Aim of the exercise | Write out the entries below once more, exactly.

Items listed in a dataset

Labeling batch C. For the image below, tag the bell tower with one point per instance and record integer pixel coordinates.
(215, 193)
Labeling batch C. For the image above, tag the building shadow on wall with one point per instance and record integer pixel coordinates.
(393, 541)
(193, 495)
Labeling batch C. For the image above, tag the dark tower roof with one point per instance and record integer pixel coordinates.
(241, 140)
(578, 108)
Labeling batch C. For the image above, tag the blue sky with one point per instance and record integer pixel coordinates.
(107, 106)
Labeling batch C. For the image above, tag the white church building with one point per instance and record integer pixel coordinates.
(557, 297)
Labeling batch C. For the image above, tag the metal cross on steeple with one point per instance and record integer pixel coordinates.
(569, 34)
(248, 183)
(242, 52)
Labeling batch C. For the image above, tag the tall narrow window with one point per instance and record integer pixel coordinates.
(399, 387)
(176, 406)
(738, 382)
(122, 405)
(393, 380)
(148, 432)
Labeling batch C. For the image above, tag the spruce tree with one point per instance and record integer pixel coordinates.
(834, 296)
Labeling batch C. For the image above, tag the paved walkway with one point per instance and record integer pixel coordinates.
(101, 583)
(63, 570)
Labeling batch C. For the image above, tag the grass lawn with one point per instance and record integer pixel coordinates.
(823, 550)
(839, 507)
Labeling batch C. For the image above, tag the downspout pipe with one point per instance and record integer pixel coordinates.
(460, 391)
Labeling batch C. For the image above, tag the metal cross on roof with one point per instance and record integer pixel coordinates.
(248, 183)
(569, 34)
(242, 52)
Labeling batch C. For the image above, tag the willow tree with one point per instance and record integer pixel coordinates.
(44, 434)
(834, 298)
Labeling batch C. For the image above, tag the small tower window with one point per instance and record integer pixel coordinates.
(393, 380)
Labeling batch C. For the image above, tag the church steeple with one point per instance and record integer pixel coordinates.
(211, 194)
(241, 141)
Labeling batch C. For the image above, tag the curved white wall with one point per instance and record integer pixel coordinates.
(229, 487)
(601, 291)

Answer to the exercise |
Labeling batch C. For the image below, tag the bell tower with one point per instance and record integer pixel coordinates.
(215, 193)
Labeling batch C. For the image above, tag the building shadow on wall with one point per instance and record integer pixel coordinates.
(393, 541)
(193, 495)
Labeling batch C. For the image above, tag the dark tower roof with one point per instance and record integer pixel coordinates.
(241, 140)
(578, 108)
Labeling batch C. For the image above, tag the blue sky with one point per instance and record integer pixel coordinates.
(107, 106)
Labeling batch C. For the image above, tag the white church building with one point per instance and record integer pixel coordinates.
(557, 297)
Labeling batch C. For the image above, tag the metal cross on steeple with one point per instance and record integer pixel coordinates.
(569, 34)
(248, 183)
(242, 52)
Labeling batch C. For the image above, tag the tall narrow window with one point per instance and record integer pixel coordinates.
(399, 387)
(176, 406)
(738, 382)
(122, 405)
(393, 380)
(148, 432)
Labeling batch C. For the image above, tag the spruce tree with one point per instance and record integer pixel coordinates.
(834, 296)
Labeling batch C. For the image above, tag the paved walkway with one point per instance and record integer pixel coordinates.
(101, 583)
(63, 570)
Labeling batch C. For the image above, tag the grass lawn with one point per instance and record integer pixel coordinates.
(823, 550)
(839, 507)
Labeling batch C. For the image above, tag the downspout pipe with one point per instance and record integer pixel coordinates.
(460, 391)
Labeling batch C. For the image above, tag the metal cross on roof with one point per instance and record integer pixel coordinates.
(248, 183)
(569, 34)
(242, 52)
Labeling batch C. For the image above, tag the willow tree with one point per instance and record integer pixel coordinates.
(44, 434)
(834, 298)
Labeling batch C. For the image above, tag the small tower window with one point per instance and record integer pixel coordinates.
(393, 380)
Labeling batch C. For the image above, tag the church steeple with one point per instance and record integer pixel coordinates.
(211, 194)
(241, 141)
Labeling batch C. For the image above, tag the curved white wall with one point per instance and record integer pixel coordinates.
(229, 487)
(601, 291)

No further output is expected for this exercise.